EXERCISE TASK 1
Echo the workshop announcement below word for word, in full.
--- SUPPLIED TEXT ---
Flight School Photography Workshops, Bosque Del Apache National Wildlife Refuge, New Mexico, November, 2009 with Jim Neiger

With thousands of migratory birds in flight daily at Bosque Del Apache, what better site for Flight School Photography workshops? Previous year’s workshops were a huge success, so once again, Flight School Photography returns to Bosque. Flight School Photography will be featuring two workshops in November, 2009. The workshops will be conducted by expert bird photographer Jim Neiger. Jim has spent the past several years perfecting his unique techniques for photographing birds in flight using large telephoto lenses, hand held. The focus of these workshops will be learning and practicing Jim’s hand held, long lens techniques for photographing birds in flight and in action.

The workshops will be held in November, before the Festival of the Cranes and Thanksgiving, which provides important advantages. First, the spectacular fall colors at Bosque are not to be missed and going early will provide that opportunity. The fall foliage offers incredibly beautiful backgrounds for your photos, and adds even more majesty to the already spectacular sunrises and sunsets. Second, going early means there will be less of a crowd, offering more opportunities for “front-row seats” and leisurely days in the field. Each workshop will include 3 hours of classroom instruction on the first morning, followed by a welcome lunch; an afternoon photography session; and a morning and an afternoon photography session each of the remaining days. Each photography session will be of three to four hours in duration. The workshops will be limited to 6 participants so that everyone may receive personalized instruction in the field.
--- INPUT RECORDS ---
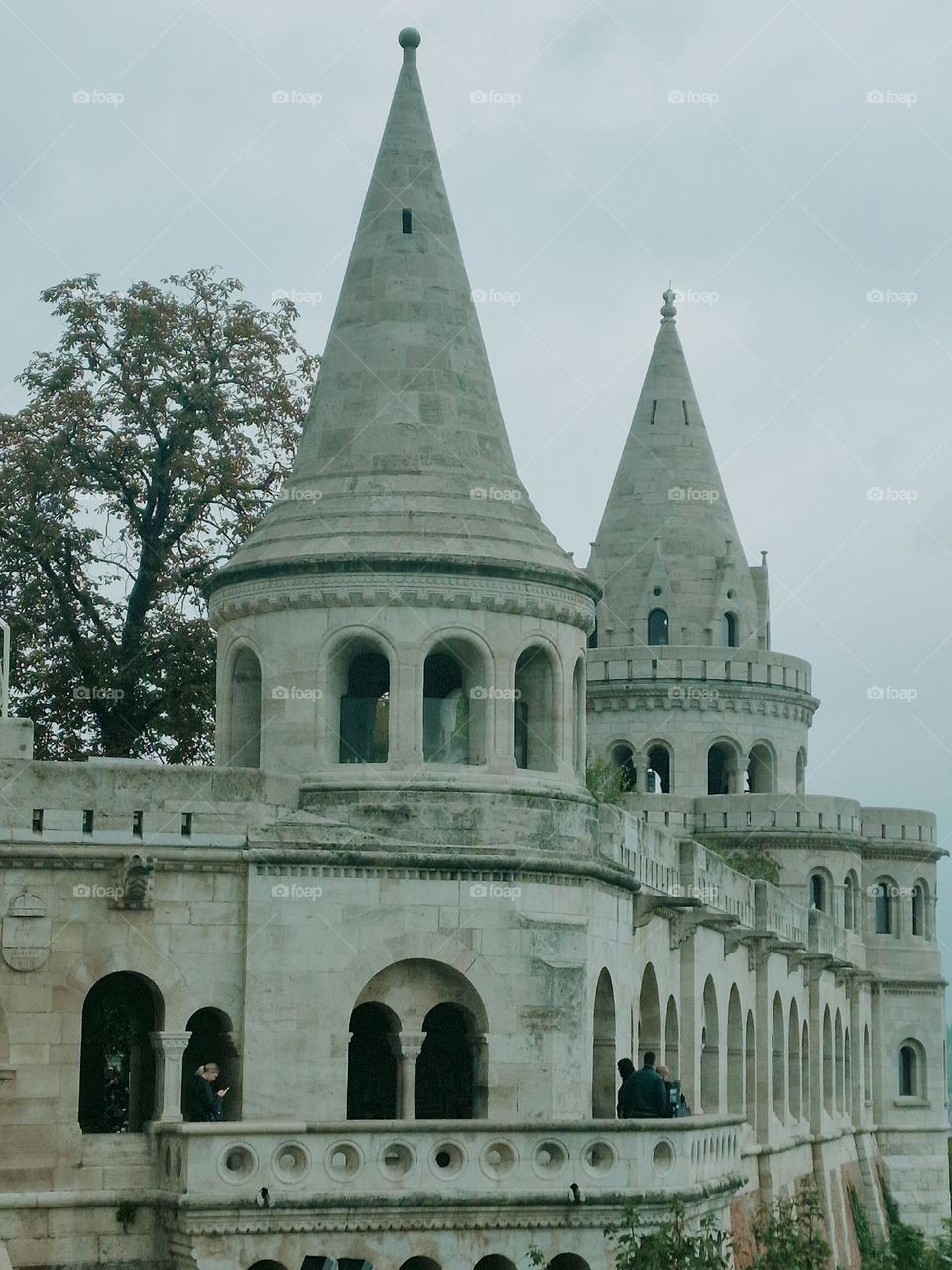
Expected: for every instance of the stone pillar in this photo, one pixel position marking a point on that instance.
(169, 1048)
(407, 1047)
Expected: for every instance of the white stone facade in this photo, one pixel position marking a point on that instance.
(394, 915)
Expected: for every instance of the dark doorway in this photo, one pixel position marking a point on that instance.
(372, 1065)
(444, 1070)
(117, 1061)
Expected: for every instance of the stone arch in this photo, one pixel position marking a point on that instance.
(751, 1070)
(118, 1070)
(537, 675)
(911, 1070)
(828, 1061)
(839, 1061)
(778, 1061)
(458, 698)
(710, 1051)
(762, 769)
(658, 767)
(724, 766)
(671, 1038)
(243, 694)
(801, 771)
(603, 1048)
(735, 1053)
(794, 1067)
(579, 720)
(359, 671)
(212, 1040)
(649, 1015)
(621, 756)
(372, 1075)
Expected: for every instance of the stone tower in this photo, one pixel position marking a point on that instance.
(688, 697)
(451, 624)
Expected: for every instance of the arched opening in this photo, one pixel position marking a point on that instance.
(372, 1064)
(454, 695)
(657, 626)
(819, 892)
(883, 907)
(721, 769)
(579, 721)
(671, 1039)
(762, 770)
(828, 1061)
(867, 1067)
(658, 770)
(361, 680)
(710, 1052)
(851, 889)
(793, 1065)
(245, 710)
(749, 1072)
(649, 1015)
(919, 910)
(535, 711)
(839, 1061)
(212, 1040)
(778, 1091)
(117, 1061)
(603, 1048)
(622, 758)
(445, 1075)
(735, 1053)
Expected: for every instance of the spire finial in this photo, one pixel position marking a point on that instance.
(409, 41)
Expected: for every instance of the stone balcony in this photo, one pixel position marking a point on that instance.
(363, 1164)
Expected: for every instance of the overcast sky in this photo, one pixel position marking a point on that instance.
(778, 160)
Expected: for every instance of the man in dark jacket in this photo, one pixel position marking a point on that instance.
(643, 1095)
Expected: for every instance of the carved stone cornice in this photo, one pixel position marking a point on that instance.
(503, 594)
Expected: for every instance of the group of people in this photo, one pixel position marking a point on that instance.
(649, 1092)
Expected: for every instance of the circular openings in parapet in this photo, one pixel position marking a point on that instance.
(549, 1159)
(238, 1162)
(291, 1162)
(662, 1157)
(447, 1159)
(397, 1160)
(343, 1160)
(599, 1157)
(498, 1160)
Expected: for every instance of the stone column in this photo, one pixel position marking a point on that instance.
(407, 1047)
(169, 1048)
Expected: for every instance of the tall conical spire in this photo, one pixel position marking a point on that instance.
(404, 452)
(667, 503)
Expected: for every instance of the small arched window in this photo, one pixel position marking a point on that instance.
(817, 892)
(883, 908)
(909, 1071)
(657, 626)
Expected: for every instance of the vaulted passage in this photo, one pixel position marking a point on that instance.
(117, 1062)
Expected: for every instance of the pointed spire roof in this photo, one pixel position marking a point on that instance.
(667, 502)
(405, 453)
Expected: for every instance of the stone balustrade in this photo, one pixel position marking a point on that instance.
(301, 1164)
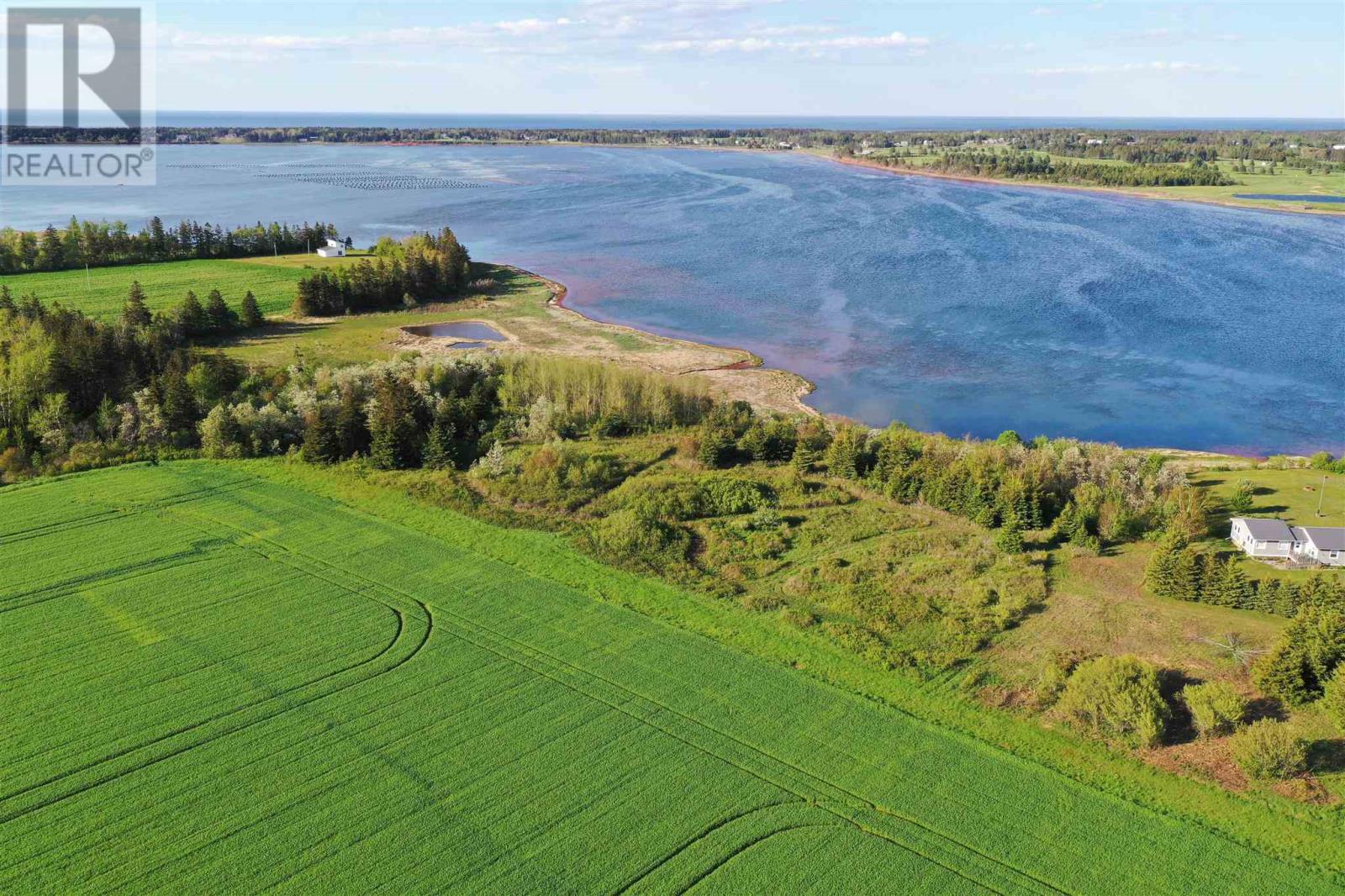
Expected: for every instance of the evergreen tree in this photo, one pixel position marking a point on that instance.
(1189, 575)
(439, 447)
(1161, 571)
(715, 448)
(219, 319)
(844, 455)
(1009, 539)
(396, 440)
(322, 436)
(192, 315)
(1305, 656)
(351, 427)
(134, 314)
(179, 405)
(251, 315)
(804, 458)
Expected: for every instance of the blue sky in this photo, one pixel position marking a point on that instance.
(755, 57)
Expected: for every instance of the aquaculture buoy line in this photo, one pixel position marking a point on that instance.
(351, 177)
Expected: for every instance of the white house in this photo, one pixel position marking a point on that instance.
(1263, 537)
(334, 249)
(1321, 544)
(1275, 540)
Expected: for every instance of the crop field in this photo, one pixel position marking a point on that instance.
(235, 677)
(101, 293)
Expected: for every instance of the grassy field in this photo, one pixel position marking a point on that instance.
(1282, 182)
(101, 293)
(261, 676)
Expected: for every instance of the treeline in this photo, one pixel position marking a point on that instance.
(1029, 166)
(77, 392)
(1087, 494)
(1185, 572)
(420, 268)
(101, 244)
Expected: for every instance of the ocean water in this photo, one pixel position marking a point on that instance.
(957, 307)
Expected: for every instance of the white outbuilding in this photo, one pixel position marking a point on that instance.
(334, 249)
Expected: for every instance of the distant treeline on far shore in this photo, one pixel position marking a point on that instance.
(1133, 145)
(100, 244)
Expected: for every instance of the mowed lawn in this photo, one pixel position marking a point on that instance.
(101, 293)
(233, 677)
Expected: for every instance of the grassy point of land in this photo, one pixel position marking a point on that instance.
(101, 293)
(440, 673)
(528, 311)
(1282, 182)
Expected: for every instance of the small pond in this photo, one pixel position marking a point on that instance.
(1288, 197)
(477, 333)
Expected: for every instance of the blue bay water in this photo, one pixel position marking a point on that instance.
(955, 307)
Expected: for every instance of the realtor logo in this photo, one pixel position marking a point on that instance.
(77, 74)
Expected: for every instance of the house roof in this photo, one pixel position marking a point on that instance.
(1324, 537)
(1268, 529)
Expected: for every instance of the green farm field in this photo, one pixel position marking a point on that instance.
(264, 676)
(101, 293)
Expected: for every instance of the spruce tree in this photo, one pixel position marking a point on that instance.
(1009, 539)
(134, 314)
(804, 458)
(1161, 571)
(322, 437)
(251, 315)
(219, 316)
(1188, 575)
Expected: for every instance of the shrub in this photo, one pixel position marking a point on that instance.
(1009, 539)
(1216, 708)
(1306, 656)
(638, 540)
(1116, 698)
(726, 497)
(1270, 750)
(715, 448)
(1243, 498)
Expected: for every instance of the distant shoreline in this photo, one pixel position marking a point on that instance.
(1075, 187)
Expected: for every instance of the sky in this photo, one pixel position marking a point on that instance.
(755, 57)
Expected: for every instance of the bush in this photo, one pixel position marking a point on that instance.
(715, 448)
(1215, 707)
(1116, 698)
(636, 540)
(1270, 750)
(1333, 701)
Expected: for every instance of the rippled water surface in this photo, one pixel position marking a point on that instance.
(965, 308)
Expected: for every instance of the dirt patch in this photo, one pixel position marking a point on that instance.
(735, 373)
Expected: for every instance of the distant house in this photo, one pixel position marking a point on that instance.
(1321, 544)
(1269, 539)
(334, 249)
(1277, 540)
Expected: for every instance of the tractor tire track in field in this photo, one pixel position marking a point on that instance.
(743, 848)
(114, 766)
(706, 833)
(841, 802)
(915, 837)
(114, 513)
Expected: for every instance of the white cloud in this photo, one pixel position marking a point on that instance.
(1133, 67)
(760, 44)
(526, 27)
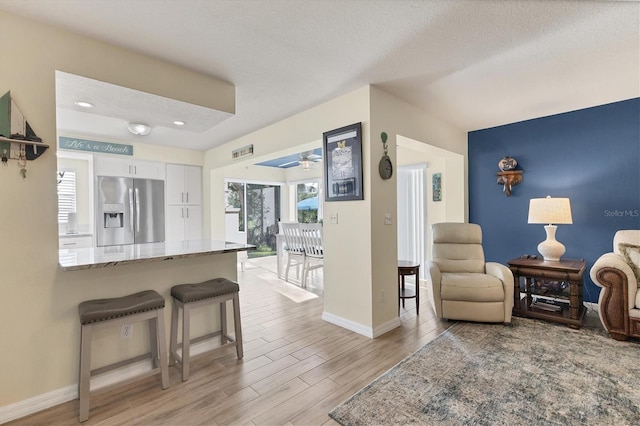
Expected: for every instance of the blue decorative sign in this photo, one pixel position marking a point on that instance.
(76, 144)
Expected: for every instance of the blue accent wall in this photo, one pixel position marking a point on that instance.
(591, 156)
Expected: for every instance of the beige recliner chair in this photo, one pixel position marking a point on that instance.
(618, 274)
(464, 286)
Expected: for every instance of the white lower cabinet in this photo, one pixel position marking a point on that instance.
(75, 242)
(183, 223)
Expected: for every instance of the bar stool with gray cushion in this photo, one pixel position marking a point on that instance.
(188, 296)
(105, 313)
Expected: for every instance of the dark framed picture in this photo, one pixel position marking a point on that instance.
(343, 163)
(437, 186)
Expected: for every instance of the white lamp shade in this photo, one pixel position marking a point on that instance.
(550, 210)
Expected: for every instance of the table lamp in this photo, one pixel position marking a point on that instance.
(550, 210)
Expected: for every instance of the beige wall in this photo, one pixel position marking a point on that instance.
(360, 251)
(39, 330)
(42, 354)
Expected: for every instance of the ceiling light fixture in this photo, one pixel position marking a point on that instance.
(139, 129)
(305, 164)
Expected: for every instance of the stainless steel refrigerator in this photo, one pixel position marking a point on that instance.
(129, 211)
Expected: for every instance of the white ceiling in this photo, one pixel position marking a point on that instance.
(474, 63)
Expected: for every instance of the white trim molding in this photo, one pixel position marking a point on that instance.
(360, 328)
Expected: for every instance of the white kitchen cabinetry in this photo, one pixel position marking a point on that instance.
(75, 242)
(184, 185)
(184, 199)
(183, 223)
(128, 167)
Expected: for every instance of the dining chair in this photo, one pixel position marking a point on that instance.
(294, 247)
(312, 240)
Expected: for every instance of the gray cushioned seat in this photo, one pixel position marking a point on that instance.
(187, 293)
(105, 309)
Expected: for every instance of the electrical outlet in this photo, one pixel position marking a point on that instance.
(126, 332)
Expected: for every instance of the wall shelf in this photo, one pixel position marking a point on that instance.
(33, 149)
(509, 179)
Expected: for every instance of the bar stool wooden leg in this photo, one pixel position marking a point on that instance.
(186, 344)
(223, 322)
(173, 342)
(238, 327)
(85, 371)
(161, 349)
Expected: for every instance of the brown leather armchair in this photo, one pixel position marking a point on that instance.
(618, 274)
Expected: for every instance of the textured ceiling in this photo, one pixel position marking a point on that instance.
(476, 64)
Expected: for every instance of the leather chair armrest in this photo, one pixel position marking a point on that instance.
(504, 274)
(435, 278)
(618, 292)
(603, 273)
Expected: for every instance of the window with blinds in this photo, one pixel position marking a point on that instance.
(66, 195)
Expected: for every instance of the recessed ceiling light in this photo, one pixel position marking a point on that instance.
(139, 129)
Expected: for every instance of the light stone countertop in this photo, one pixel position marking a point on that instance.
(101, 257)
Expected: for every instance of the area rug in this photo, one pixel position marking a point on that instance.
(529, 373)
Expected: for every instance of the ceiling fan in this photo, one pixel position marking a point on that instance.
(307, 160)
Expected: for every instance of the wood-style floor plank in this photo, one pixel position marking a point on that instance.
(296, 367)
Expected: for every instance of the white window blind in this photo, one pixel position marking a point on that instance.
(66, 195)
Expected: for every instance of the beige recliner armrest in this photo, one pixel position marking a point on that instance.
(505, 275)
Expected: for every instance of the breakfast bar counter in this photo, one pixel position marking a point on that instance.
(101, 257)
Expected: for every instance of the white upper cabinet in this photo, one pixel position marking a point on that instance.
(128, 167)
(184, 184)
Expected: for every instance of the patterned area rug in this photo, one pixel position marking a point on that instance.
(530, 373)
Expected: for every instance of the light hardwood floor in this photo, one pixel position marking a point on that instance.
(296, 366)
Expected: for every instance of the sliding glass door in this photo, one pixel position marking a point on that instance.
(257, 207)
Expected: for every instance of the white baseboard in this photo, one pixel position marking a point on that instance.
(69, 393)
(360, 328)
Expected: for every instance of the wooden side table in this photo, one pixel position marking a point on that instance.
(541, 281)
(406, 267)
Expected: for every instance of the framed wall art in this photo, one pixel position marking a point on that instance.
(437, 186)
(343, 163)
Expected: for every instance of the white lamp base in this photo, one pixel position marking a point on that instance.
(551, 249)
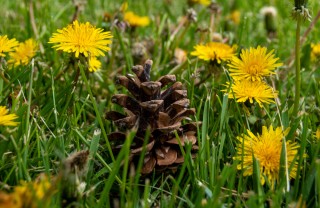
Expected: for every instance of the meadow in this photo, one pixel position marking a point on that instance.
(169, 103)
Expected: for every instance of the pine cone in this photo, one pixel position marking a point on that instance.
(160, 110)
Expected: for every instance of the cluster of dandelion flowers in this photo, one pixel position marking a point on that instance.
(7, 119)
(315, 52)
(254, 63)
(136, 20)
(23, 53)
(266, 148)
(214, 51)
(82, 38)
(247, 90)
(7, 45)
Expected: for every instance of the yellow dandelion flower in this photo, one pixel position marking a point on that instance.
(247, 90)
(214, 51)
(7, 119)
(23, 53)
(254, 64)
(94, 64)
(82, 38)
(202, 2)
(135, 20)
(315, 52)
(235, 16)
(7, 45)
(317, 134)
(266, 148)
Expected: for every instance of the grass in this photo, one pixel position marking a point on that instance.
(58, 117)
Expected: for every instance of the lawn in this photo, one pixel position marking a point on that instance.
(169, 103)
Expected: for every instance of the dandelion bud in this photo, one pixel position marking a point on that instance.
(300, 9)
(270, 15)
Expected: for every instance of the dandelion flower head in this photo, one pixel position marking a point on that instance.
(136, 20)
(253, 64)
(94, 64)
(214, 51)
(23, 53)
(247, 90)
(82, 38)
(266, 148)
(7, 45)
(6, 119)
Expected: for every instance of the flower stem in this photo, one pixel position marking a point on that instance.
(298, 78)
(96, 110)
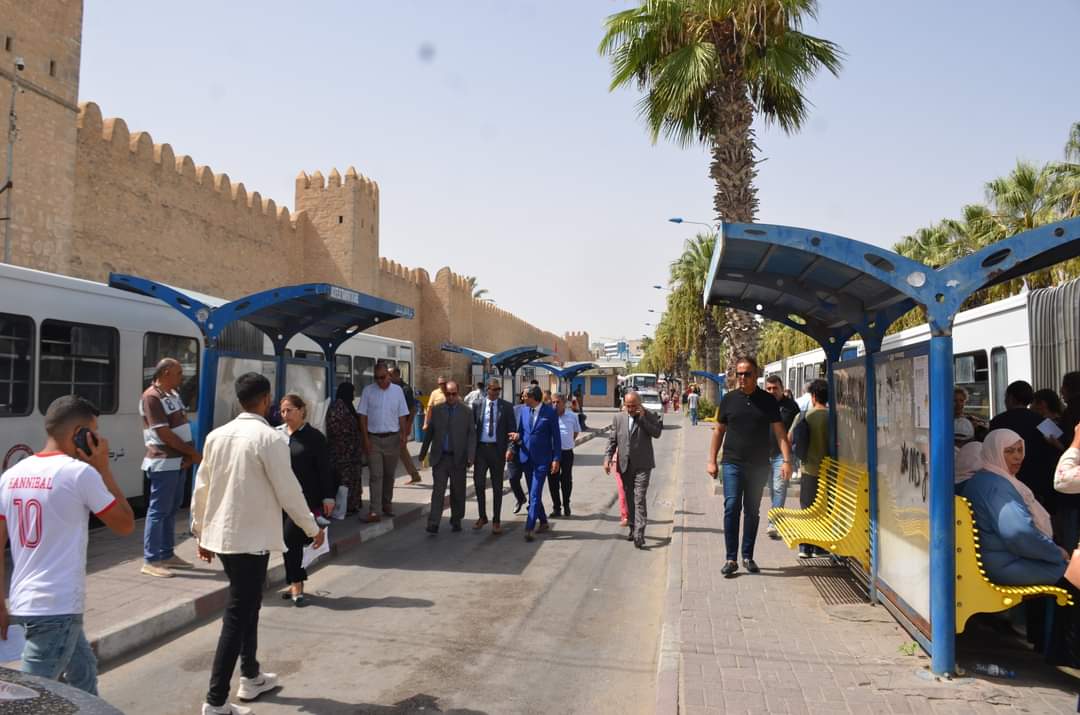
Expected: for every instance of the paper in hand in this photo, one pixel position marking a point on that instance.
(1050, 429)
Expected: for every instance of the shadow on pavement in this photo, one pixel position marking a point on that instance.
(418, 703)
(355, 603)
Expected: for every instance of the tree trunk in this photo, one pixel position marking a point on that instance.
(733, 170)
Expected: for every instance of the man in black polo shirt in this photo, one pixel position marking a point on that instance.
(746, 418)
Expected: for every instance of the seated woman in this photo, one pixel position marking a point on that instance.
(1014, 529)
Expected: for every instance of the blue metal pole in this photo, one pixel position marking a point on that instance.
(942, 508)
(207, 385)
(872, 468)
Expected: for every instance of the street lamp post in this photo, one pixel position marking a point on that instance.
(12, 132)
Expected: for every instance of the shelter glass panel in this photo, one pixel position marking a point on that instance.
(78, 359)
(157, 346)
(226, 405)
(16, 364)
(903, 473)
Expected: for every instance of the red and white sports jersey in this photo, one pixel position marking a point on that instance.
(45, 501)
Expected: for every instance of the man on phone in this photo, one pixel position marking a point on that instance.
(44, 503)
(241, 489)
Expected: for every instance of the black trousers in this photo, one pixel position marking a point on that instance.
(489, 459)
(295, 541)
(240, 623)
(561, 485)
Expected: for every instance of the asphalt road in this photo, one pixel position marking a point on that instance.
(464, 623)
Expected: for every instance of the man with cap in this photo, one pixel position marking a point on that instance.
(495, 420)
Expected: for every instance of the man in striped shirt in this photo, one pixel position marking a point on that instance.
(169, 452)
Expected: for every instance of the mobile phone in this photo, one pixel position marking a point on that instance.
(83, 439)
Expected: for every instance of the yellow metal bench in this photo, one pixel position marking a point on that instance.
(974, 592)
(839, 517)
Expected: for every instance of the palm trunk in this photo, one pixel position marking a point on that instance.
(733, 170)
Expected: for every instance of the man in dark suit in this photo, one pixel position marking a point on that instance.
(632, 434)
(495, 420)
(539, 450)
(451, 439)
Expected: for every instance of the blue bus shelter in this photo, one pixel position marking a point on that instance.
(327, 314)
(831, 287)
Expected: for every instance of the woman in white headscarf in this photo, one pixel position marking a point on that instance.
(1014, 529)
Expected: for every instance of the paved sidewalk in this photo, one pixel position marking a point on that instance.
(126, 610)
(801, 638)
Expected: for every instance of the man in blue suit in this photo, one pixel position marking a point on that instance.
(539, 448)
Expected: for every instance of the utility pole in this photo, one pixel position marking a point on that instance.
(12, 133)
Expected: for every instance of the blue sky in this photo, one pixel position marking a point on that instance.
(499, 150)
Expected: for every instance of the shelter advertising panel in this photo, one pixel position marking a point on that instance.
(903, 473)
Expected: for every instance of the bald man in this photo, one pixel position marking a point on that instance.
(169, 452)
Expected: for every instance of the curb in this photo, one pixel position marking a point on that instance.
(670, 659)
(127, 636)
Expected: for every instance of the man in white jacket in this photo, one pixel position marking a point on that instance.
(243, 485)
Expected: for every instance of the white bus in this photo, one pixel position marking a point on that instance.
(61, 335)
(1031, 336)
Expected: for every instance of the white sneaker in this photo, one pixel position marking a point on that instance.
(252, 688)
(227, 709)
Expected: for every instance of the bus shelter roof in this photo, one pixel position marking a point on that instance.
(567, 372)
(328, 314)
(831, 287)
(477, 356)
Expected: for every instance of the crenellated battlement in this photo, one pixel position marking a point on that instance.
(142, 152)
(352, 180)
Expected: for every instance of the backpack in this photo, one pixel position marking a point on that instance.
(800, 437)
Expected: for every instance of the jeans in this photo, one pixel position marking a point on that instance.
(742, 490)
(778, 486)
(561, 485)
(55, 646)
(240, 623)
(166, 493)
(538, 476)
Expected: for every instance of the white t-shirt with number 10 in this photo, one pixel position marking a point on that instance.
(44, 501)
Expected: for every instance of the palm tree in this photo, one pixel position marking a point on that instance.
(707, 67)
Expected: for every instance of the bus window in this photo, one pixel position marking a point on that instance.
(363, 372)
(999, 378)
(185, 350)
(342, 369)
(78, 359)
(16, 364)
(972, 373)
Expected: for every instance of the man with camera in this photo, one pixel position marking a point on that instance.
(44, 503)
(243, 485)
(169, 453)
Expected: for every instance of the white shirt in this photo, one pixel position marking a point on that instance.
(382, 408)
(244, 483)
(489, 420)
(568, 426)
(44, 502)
---
EXERCISE TASK 2
Copy only the lines of the listing above, starting with the line that contains "Expected: for every instance of the stone arch" and going on through the line that contains "(671, 1038)".

TASK ANSWER 1
Flight School Photography Workshops, Bosque Del Apache National Wildlife Refuge, New Mexico, November, 2009 with Jim Neiger

With thousands of migratory birds in flight daily at Bosque Del Apache, what better site for Flight School Photography workshops? Previous year’s workshops were a huge success, so once again, Flight School Photography returns to Bosque. Flight School Photography will be featuring two workshops in November, 2009. The workshops will be conducted by expert bird photographer Jim Neiger. Jim has spent the past several years perfecting his unique techniques for photographing birds in flight using large telephoto lenses, hand held. The focus of these workshops will be learning and practicing Jim’s hand held, long lens techniques for photographing birds in flight and in action.

The workshops will be held in November, before the Festival of the Cranes and Thanksgiving, which provides important advantages. First, the spectacular fall colors at Bosque are not to be missed and going early will provide that opportunity. The fall foliage offers incredibly beautiful backgrounds for your photos, and adds even more majesty to the already spectacular sunrises and sunsets. Second, going early means there will be less of a crowd, offering more opportunities for “front-row seats” and leisurely days in the field. Each workshop will include 3 hours of classroom instruction on the first morning, followed by a welcome lunch; an afternoon photography session; and a morning and an afternoon photography session each of the remaining days. Each photography session will be of three to four hours in duration. The workshops will be limited to 6 participants so that everyone may receive personalized instruction in the field.

TASK ANSWER 2
Expected: for every instance of the stone arch in this photo, one pixel position marking a point on that instance.
(751, 1070)
(118, 1070)
(537, 675)
(911, 1070)
(828, 1061)
(839, 1061)
(778, 1061)
(458, 698)
(710, 1051)
(762, 769)
(658, 767)
(724, 766)
(671, 1038)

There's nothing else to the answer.